> WHAT THE EXERCISE ASKS:
Without including any picture, write out the entries exactly as they stand.

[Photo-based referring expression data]
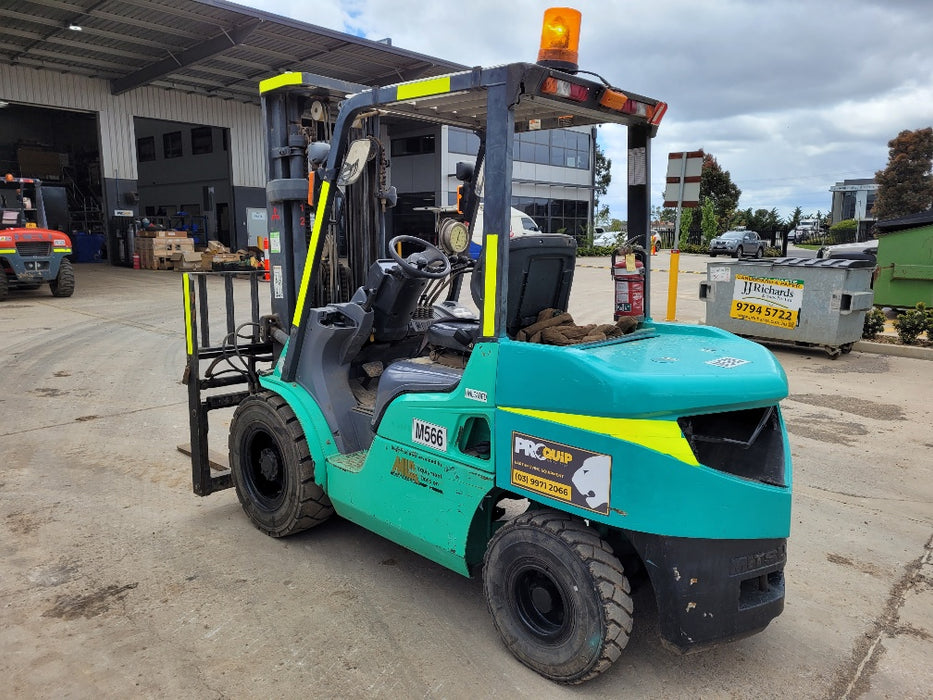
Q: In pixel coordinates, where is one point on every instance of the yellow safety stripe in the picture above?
(312, 249)
(423, 88)
(189, 331)
(279, 81)
(489, 286)
(662, 436)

> SOLVED EXERCISE:
Q: In pixel coordinates, where is one point on every instance of the yellow safety stripe in the picture above?
(312, 249)
(423, 88)
(189, 331)
(279, 81)
(489, 286)
(662, 436)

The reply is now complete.